America likes its drugs. This year, Americans will spend over $300 billion on prescription medications and the costs have been rising for sometime. For those who suggest that price controls are the answer, however, new evidence would suggest otherwise.
A recently published study from Fraser America compared individual spending on prescription drugs in both Canada, where the government controls prices, and the United States, in which pharmaceutical companies operate in a much freer market. Contrary to popular belief, the study found that Canadians and Americans spend a similar amount of their personal disposable incomes—and, in the aggregate, as a percentage of gross domestic product—on prescription medication.
Due to a government imposed price ceiling on name brand medications, Canadians pay 53 percent less than Americans. Because the price of generic drugs in Canada is not subject to market forces, however, those drugs are 112 percent more expensive. As the Fraser America study reports:
Our research shows that government interference in the prescription drug market in Canada leads to distortions affecting prices and supply, and does not produce personal affordability advantages for consumers (on average). People in Canada spend approximately the same share of their income on prescription drugs as people in the United States, where the supply and prices of prescription drugs are generally determined by market forces.

§ Task statement
Reproduce the passage on prescription drug spending in full, word for word. These records bear no relation to the passage on prescription drug spending.

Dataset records
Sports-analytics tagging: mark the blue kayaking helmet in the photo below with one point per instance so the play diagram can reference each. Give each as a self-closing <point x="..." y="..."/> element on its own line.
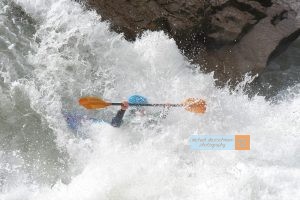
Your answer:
<point x="136" y="99"/>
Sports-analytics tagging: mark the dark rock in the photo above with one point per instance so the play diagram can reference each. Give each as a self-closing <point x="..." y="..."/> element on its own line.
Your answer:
<point x="230" y="37"/>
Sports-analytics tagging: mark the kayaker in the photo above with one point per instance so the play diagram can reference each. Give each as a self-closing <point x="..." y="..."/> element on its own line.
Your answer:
<point x="136" y="111"/>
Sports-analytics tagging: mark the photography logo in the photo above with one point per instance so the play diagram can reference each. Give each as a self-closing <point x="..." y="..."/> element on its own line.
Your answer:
<point x="219" y="142"/>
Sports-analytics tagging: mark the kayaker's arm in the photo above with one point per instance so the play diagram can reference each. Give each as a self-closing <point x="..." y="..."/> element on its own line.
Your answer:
<point x="118" y="119"/>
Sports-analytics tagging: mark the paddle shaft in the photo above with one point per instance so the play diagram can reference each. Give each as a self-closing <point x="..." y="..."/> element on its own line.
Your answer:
<point x="148" y="104"/>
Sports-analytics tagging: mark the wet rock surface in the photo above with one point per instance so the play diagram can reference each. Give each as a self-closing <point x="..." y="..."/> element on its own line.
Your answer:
<point x="229" y="37"/>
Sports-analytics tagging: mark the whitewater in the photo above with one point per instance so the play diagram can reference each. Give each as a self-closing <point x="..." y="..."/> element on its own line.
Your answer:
<point x="52" y="52"/>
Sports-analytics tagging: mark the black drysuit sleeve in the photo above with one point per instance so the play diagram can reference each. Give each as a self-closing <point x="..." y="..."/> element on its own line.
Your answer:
<point x="117" y="120"/>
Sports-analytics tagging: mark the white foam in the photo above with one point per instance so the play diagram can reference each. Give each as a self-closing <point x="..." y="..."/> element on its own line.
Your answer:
<point x="78" y="55"/>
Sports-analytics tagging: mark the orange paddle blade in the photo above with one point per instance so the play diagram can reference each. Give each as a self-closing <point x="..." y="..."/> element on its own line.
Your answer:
<point x="93" y="103"/>
<point x="195" y="105"/>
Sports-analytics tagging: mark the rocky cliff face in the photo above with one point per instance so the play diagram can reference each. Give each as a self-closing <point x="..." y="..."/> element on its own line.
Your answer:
<point x="230" y="37"/>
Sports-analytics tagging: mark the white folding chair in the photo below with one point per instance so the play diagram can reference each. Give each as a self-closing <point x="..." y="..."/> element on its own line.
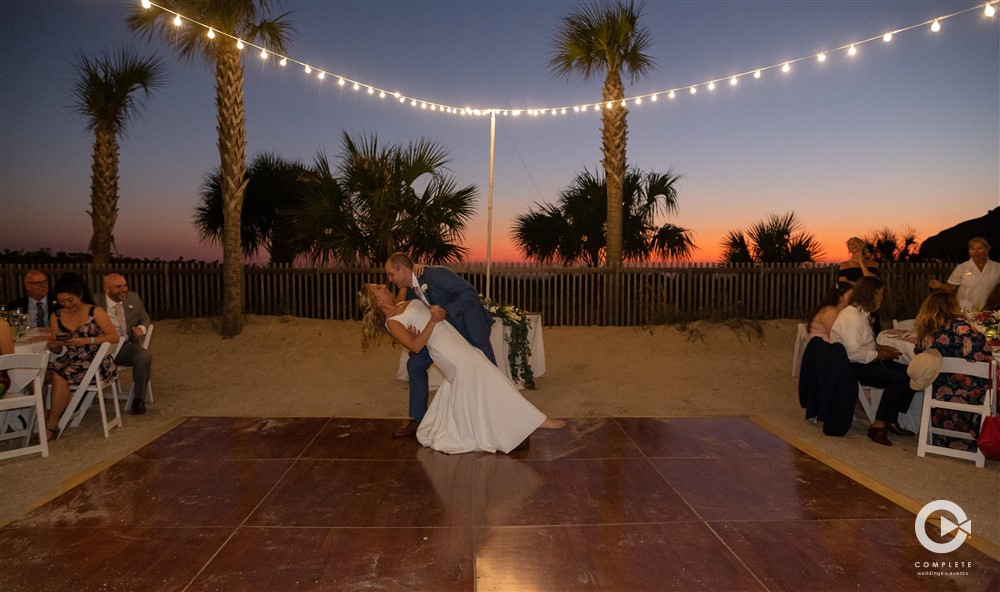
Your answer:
<point x="955" y="366"/>
<point x="83" y="395"/>
<point x="801" y="339"/>
<point x="149" y="387"/>
<point x="869" y="397"/>
<point x="24" y="370"/>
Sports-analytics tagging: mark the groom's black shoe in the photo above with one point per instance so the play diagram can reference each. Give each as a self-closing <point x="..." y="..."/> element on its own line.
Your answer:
<point x="895" y="428"/>
<point x="409" y="431"/>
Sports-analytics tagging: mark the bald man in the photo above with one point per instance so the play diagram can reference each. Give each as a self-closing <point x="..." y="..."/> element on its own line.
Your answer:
<point x="130" y="319"/>
<point x="38" y="304"/>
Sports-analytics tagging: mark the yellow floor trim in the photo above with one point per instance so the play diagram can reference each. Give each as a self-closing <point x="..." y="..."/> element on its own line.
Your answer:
<point x="979" y="543"/>
<point x="96" y="469"/>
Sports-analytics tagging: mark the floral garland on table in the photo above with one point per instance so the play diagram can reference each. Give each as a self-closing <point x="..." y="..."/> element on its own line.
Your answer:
<point x="519" y="350"/>
<point x="988" y="323"/>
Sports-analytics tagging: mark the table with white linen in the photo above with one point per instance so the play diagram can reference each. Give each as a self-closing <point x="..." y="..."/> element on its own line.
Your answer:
<point x="905" y="341"/>
<point x="499" y="337"/>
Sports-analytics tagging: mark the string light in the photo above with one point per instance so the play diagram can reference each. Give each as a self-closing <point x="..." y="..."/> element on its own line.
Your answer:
<point x="851" y="50"/>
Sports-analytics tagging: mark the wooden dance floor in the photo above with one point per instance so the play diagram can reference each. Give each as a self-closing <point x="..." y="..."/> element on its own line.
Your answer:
<point x="716" y="504"/>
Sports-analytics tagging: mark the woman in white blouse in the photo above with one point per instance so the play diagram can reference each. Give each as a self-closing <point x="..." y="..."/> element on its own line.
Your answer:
<point x="874" y="365"/>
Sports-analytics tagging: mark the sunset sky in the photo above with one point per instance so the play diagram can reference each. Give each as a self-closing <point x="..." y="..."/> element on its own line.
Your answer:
<point x="905" y="133"/>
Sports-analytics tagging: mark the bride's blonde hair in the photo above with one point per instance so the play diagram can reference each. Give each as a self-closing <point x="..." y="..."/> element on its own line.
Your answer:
<point x="372" y="319"/>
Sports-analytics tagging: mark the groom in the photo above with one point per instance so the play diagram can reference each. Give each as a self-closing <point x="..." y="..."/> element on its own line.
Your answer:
<point x="450" y="298"/>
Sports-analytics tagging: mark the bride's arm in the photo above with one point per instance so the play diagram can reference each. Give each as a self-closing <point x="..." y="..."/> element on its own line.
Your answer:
<point x="410" y="342"/>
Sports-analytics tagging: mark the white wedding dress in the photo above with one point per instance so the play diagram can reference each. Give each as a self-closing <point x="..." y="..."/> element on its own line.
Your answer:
<point x="477" y="406"/>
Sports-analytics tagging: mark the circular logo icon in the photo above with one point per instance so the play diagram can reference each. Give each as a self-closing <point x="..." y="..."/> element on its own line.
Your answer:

§ Expected answer
America likes its drugs. This year, Americans will spend over $300 billion on prescription medications and the costs have been rising for sometime. For those who suggest that price controls are the answer, however, new evidence would suggest otherwise.
A recently published study from Fraser America compared individual spending on prescription drugs in both Canada, where the government controls prices, and the United States, in which pharmaceutical companies operate in a much freer market. Contrary to popular belief, the study found that Canadians and Americans spend a similar amount of their personal disposable incomes—and, in the aggregate, as a percentage of gross domestic product—on prescription medication.
Due to a government imposed price ceiling on name brand medications, Canadians pay 53 percent less than Americans. Because the price of generic drugs in Canada is not subject to market forces, however, those drugs are 112 percent more expensive. As the Fraser America study reports:
Our research shows that government interference in the prescription drug market in Canada leads to distortions affecting prices and supply, and does not produce personal affordability advantages for consumers (on average). People in Canada spend approximately the same share of their income on prescription drugs as people in the United States, where the supply and prices of prescription drugs are generally determined by market forces.